→ Exercise directions
Render every line of the records below as a JSON list of strings, with one string per line and blank lines omitted.

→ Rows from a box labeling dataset

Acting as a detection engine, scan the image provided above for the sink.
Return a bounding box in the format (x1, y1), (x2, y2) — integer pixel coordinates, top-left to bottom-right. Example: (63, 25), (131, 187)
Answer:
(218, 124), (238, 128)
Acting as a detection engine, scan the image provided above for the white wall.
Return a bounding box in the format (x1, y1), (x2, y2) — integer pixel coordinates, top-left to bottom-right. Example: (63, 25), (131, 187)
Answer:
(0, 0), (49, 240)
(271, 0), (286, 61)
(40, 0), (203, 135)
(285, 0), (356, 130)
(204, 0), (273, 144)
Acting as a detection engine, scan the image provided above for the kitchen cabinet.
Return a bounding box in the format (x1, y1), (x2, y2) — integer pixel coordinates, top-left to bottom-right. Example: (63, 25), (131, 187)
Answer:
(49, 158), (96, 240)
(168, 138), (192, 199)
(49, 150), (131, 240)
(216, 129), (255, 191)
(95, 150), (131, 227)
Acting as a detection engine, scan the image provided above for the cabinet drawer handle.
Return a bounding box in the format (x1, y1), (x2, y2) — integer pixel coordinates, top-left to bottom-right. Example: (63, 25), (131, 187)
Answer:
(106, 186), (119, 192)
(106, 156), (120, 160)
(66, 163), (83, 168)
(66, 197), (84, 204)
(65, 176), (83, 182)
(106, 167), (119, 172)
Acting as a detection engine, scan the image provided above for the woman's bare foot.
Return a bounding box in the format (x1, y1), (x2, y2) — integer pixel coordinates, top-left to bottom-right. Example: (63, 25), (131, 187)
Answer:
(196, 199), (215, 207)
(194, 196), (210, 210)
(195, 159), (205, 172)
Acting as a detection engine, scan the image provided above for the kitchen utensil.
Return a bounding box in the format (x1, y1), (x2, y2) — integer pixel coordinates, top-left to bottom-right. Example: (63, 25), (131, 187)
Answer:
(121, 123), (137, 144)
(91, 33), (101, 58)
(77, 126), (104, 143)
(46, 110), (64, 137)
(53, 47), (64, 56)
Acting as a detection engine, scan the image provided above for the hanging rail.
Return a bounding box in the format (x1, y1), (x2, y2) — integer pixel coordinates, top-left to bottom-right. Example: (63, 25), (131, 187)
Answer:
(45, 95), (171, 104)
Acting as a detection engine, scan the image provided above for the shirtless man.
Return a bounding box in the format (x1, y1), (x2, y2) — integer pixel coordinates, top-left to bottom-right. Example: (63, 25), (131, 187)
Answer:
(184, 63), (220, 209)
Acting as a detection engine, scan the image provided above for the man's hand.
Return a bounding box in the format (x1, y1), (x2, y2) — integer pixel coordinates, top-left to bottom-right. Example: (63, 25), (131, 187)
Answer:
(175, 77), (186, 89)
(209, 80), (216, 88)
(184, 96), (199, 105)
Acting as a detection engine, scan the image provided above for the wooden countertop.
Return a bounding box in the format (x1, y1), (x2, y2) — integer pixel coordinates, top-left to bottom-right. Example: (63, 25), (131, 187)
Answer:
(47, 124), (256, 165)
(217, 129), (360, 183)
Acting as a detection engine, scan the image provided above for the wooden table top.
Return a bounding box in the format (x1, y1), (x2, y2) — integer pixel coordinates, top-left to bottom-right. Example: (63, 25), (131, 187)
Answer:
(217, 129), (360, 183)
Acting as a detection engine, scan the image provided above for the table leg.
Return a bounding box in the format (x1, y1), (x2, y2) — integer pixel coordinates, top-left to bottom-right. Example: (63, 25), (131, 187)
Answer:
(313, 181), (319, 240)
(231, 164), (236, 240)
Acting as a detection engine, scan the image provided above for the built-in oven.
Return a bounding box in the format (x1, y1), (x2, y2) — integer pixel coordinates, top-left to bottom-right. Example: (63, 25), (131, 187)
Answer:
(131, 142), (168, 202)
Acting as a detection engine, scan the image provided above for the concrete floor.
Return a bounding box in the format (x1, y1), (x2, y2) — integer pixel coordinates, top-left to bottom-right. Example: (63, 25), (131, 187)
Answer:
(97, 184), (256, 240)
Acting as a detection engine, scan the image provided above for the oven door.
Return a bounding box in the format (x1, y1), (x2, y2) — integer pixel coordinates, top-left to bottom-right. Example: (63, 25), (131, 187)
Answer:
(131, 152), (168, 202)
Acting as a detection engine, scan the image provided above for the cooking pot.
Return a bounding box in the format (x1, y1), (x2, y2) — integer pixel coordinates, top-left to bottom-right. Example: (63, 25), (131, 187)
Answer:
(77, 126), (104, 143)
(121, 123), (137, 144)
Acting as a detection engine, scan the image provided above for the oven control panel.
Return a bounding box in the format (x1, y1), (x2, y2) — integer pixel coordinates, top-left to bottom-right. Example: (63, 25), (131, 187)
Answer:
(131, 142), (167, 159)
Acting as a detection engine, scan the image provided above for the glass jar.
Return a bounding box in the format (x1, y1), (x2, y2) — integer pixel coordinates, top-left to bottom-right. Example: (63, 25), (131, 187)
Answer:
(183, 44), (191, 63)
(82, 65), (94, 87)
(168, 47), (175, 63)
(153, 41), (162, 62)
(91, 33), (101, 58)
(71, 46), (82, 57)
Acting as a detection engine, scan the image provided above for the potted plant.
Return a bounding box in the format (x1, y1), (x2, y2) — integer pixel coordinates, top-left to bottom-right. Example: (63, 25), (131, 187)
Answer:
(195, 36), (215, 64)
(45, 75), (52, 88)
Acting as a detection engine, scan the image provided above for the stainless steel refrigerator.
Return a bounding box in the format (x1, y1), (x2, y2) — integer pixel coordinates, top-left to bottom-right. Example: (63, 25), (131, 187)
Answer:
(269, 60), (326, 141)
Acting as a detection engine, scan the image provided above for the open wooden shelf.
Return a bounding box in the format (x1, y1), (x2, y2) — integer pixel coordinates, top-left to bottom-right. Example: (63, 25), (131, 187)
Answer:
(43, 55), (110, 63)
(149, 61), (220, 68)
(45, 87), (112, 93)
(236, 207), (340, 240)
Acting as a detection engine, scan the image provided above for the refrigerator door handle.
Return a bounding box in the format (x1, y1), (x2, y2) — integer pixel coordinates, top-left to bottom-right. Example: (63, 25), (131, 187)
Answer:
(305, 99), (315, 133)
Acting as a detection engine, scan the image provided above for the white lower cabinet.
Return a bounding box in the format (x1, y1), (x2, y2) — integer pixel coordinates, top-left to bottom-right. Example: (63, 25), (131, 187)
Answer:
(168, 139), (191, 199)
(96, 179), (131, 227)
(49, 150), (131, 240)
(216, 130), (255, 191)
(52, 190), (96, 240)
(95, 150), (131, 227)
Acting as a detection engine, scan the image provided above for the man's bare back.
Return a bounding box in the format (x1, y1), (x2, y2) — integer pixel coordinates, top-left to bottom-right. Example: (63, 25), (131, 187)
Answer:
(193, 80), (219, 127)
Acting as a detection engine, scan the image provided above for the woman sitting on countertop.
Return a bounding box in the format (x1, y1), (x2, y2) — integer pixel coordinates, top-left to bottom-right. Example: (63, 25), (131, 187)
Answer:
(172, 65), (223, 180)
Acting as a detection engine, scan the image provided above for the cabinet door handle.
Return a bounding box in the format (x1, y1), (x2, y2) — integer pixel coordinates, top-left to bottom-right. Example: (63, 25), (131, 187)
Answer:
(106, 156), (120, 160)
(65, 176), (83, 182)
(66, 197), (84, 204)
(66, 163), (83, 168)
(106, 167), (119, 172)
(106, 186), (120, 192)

→ Finished task
[
  "Acting as a detection engine, scan the image provided above for the sink.",
  "Return a bounding box in the format (x1, y1), (x2, y2) — integer pixel coordinates, top-left to bottom-right. Example: (63, 25), (131, 187)",
  "Answer:",
  "(218, 124), (238, 128)",
  "Acting as a detection engine, scan the image provided above for the white wall.",
  "Return a bounding box in the format (x1, y1), (x2, y2) — integer pixel coordinates, top-left to bottom-right. Example: (63, 25), (131, 187)",
  "Answer:",
  "(0, 0), (49, 240)",
  "(271, 0), (286, 61)",
  "(40, 0), (203, 135)",
  "(285, 0), (356, 130)",
  "(204, 0), (273, 144)",
  "Acting as a detection engine, scan the image provided above for the kitchen cabinet.",
  "Return a bounding box in the format (x1, y1), (x2, y2) — integer pixel coordinates, top-left to bottom-right. Example: (63, 25), (131, 187)",
  "Answer:",
  "(49, 158), (96, 240)",
  "(168, 138), (192, 199)",
  "(49, 150), (131, 240)",
  "(216, 129), (255, 191)",
  "(95, 150), (131, 227)",
  "Acting as a detection engine, scan the image provided above for the cabinet drawer handle.",
  "Return a bounding box in the format (x1, y1), (x2, y2) — integer pixel coordinates, top-left to bottom-right. Example: (63, 25), (131, 187)",
  "Answer:",
  "(106, 186), (119, 192)",
  "(106, 156), (120, 160)",
  "(66, 163), (83, 168)",
  "(66, 197), (84, 204)",
  "(65, 176), (83, 182)",
  "(106, 167), (119, 172)",
  "Acting as a detection engine, scan the image provided above for the woman's bare foot.",
  "Return a bounding box in the format (x1, y1), (x2, y2) — integer pixel coordinates, top-left to bottom-right. Example: (63, 25), (131, 187)",
  "Answer:",
  "(196, 199), (215, 207)",
  "(194, 196), (210, 210)",
  "(195, 159), (205, 172)",
  "Acting as a detection engine, scan the image provided above for the kitchen utensil.",
  "Return a bounding box in the format (x1, y1), (x2, y2) — integer pixel coordinates, top-left to bottom-right. Example: (63, 25), (131, 187)",
  "Answer:",
  "(121, 123), (137, 144)",
  "(91, 33), (101, 58)",
  "(77, 126), (104, 143)",
  "(46, 110), (64, 137)",
  "(53, 47), (64, 56)",
  "Acting as a detection engine, scan the image provided above for the hanging rail.",
  "Return a bounding box in the format (x1, y1), (x2, y2) — integer pixel coordinates, top-left to bottom-right. Example: (63, 25), (131, 187)",
  "Answer:",
  "(45, 95), (171, 104)",
  "Acting as a detection engine, scan the image provided above for the shirtless man.",
  "Return a bounding box in the format (x1, y1), (x2, y2) — integer pixel coordinates, top-left to bottom-right. Example: (63, 25), (131, 187)",
  "Answer:",
  "(184, 63), (220, 209)",
  "Acting as a detection engine, scan the image provided above for the man's hand.",
  "Return a bounding box in the format (x1, y1), (x2, y2) — integer pixel coordinates, top-left to bottom-right. Example: (63, 25), (131, 187)",
  "Answer:",
  "(175, 77), (186, 89)",
  "(209, 80), (216, 88)",
  "(184, 96), (199, 105)",
  "Acting as a detection engine, scan the image provided above for the wooden countertop.",
  "Return a bounding box in the format (x1, y1), (x2, y2) — integer pixel coordinates, top-left to bottom-right. Example: (63, 25), (131, 187)",
  "Answer:",
  "(47, 124), (256, 165)",
  "(217, 129), (360, 183)",
  "Acting as a detection engine, scan the image provided above for the wooden table top.",
  "Return a bounding box in the format (x1, y1), (x2, y2) — integer pixel coordinates, top-left to bottom-right. Example: (63, 25), (131, 187)",
  "Answer:",
  "(217, 129), (360, 183)",
  "Acting as a detection engine, scan the image provided above for the table leg.",
  "Return a bounding box in the format (x1, y1), (x2, y2) — integer pixel coordinates, top-left to bottom-right. Example: (63, 25), (131, 187)",
  "Answer:",
  "(313, 181), (319, 240)",
  "(231, 164), (236, 240)",
  "Acting as a detection engine, scan the image provided above for the built-in oven.",
  "Return a bounding box in the format (x1, y1), (x2, y2) — integer pixel coordinates, top-left to bottom-right. Example: (63, 25), (131, 187)",
  "Answer:",
  "(131, 142), (168, 202)",
  "Acting as a detection engine, scan the image provided above for the concrete floor.",
  "Return a bounding box in the format (x1, y1), (x2, y2) — integer pixel coordinates, top-left to bottom-right. Example: (63, 25), (131, 187)",
  "Answer:",
  "(97, 184), (256, 240)",
  "Acting as a detection engine, scan the image provided above for the oven door.",
  "Return a bounding box in the format (x1, y1), (x2, y2) — integer pixel coordinates, top-left to bottom-right. Example: (63, 25), (131, 187)",
  "Answer:",
  "(131, 152), (168, 202)",
  "Acting as a detection engine, scan the image provided above for the cooking pot.",
  "Return a bounding box in the format (x1, y1), (x2, y2) — integer pixel coordinates, top-left to bottom-right. Example: (63, 25), (131, 187)",
  "Answer:",
  "(77, 126), (104, 143)",
  "(121, 123), (137, 144)",
  "Acting as a detection engine, scan the image provided above for the oven control panel.",
  "Return a bounding box in the format (x1, y1), (x2, y2) — integer pixel coordinates, top-left to bottom-right. Example: (63, 25), (131, 187)",
  "Answer:",
  "(131, 142), (167, 159)",
  "Acting as a detection engine, scan the image provided above for the glass jar.",
  "Return a bounding box in the format (x1, y1), (x2, y2) — integer pixel coordinates, top-left to bottom-right. Example: (63, 25), (131, 187)",
  "Answer:",
  "(183, 44), (191, 63)",
  "(82, 65), (94, 87)",
  "(168, 47), (175, 63)",
  "(153, 41), (162, 62)",
  "(91, 33), (101, 58)",
  "(71, 46), (82, 57)",
  "Acting as a detection engine, scan the image provided above for the potted plant.",
  "Return a bounding box in the format (x1, y1), (x2, y2) — integer pixel coordinates, top-left to bottom-right. Example: (63, 25), (131, 187)",
  "Answer:",
  "(195, 36), (215, 64)",
  "(45, 75), (52, 88)",
  "Acting as a detection engine, scan the image provided above for the stainless steel refrigerator.",
  "Return a bounding box in the format (x1, y1), (x2, y2) — integer pixel coordinates, top-left to bottom-right. Example: (63, 25), (131, 187)",
  "Answer:",
  "(269, 60), (326, 141)",
  "Acting as a detection engine, scan the image provided above for the open wooden shelf.",
  "Return a bounding box in the format (x1, y1), (x2, y2) — integer pixel coordinates, top-left to bottom-right. Example: (63, 25), (131, 187)",
  "Answer:",
  "(43, 55), (110, 63)",
  "(149, 61), (220, 68)",
  "(45, 87), (112, 93)",
  "(236, 207), (340, 240)",
  "Acting as a detection engine, scan the image provided above for the refrigerator door handle.",
  "Return a bounding box in the format (x1, y1), (x2, y2) — integer pixel coordinates, top-left to bottom-right. Example: (63, 25), (131, 187)",
  "Answer:",
  "(305, 99), (315, 133)",
  "Acting as a detection engine, scan the image provided above for the white lower cabinet.",
  "Return a bounding box in the format (x1, y1), (x2, y2) — integer pixel coordinates, top-left to bottom-right. Example: (63, 25), (131, 187)",
  "Answer:",
  "(168, 139), (191, 199)",
  "(96, 179), (131, 227)",
  "(49, 150), (131, 240)",
  "(216, 130), (255, 191)",
  "(52, 190), (96, 240)",
  "(95, 150), (131, 227)",
  "Acting as a detection engine, scan the image provided above for the man's bare back.",
  "Return a bounding box in the format (x1, y1), (x2, y2) — integer pixel coordinates, top-left to bottom-right. Example: (63, 25), (131, 187)",
  "Answer:",
  "(193, 80), (219, 127)",
  "Acting as a detection engine, scan the image provided above for the woman sitting on countertop.",
  "Return a bounding box in the format (x1, y1), (x2, y2) — integer pixel coordinates, top-left to bottom-right. Example: (63, 25), (131, 187)",
  "Answer:",
  "(172, 65), (223, 180)",
  "Acting as a detection engine, scan the image provided above for the cabinet door handle.",
  "Return a bounding box in the format (x1, y1), (x2, y2) — integer pixel coordinates, top-left to bottom-right. Example: (63, 25), (131, 187)",
  "Answer:",
  "(106, 156), (120, 160)",
  "(65, 176), (83, 182)",
  "(66, 197), (84, 204)",
  "(66, 163), (83, 168)",
  "(106, 167), (119, 172)",
  "(106, 186), (120, 192)"
]